* [Document source]:
------------------------------
La société crée une image de la femme et une image de l'homme dont ils sont tous les deux prisonniers : Bourdieu parle de « l'habitus », qui donne aux hommes et aux femmes un rôle prédéterminé. La femme est prisonnière de sa féminité imposée (une femme doit être belle, soumise, dominée, inférieure à l'homme) et l'homme prisonnier de sa virilité imposé (un homme doit être fort, viril, macho, insensible, il doit imposer sa domination). Le rapport de domination se retrouve notamment dans la sexualité, encore aujourd'hui. Si l'on arrive à créer une égalité homme/femme dans notre société actuelle, la sexualité demeure un acte de domination masculine et un domaine tabou. Nous conservons une perception de la sexualité provenant des époques où la femme était la possession de l'homme (mariages arrangés et politiques). Ainsi, nous sommes encore prisonniers de cette conception dans la considération de la femme pendant l'acte sexuel (comme le montre l'image de la femme dans la pornographie). Le sexe n'est pas perçu de la même façon par l'homme et la femme, ce que Bourdieu explique. Pour l'homme, il faut posséder la femme, la dominer pour affirmer sa masculinité. Ne pas dominer serait ne pas être un homme. Pour la femme, la sexualité est perçue comme un partage relationnel où l'on donne et l'on reçoit elle ne perçoit pas la dimension de la domination ou l'accepte sans la réaliser, sans la comprendre. Ces deux conceptions se confrontent et s'entrechoquent, créant de la violence symbolique (la représentation de la femme) et parfois même physique (le viol).
------------------------------
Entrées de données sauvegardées
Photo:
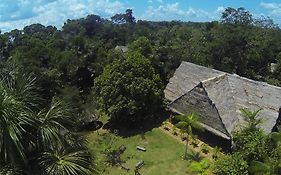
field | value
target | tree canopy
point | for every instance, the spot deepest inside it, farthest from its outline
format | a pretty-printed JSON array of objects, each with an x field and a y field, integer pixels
[{"x": 129, "y": 89}]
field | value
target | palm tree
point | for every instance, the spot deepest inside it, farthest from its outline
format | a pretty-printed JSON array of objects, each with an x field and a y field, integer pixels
[
  {"x": 25, "y": 135},
  {"x": 186, "y": 123},
  {"x": 14, "y": 118},
  {"x": 62, "y": 162}
]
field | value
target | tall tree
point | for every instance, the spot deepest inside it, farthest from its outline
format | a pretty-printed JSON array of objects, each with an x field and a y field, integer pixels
[
  {"x": 129, "y": 90},
  {"x": 186, "y": 123}
]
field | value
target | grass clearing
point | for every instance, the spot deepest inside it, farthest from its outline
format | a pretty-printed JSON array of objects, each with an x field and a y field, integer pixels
[{"x": 163, "y": 155}]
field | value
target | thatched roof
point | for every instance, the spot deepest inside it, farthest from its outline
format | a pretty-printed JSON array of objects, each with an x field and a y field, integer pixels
[{"x": 228, "y": 93}]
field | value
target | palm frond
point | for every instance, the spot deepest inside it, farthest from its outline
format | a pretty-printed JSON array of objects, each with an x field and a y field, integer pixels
[
  {"x": 65, "y": 163},
  {"x": 259, "y": 168}
]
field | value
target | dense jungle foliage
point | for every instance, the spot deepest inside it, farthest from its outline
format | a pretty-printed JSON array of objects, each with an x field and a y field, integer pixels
[{"x": 81, "y": 64}]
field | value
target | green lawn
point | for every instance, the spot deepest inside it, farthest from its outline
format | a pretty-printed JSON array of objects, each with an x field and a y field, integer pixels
[{"x": 163, "y": 155}]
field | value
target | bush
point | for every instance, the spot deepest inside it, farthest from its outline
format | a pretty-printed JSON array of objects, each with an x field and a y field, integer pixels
[{"x": 231, "y": 165}]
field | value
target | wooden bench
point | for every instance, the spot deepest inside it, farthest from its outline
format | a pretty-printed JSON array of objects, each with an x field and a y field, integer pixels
[
  {"x": 141, "y": 148},
  {"x": 122, "y": 149},
  {"x": 125, "y": 167},
  {"x": 139, "y": 164}
]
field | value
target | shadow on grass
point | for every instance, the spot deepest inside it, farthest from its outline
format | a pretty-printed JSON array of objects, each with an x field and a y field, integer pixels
[{"x": 137, "y": 128}]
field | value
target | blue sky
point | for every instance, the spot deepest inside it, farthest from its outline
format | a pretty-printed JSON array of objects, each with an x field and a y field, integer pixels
[{"x": 19, "y": 13}]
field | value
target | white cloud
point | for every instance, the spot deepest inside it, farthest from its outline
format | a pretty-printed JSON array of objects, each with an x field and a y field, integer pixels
[
  {"x": 54, "y": 12},
  {"x": 275, "y": 8},
  {"x": 176, "y": 12}
]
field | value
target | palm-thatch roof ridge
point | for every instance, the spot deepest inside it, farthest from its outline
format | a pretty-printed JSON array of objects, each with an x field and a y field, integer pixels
[{"x": 228, "y": 93}]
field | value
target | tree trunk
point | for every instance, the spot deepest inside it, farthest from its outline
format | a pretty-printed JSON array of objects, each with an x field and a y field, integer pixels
[{"x": 186, "y": 145}]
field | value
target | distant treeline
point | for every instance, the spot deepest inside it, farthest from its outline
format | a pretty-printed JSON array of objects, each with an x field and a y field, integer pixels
[{"x": 67, "y": 61}]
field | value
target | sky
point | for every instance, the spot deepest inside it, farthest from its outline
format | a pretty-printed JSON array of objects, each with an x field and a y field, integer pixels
[{"x": 19, "y": 13}]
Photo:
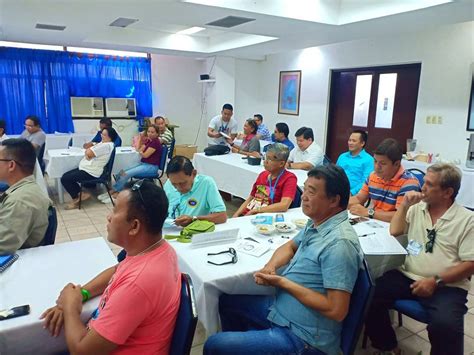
------------------------------
* [Exercice bref]:
Répondez s'il vous plaît à ces questions d'après le document source :
1. Quel terme de Bourdieu désigne le rôle prédéterminé donné aux hommes et aux femmes ?
2. De quelles époques provient notre perception de la sexualité ?
3. Que faut-il, pour l'homme, afin d'affirmer sa masculinité ?
Seul le document source sert de référence.

* [Corrigé]:
1. « L'habitus ».
2. Des époques où la femme était la possession de l'homme (mariages arrangés et politiques).
3. Posséder la femme, la dominer.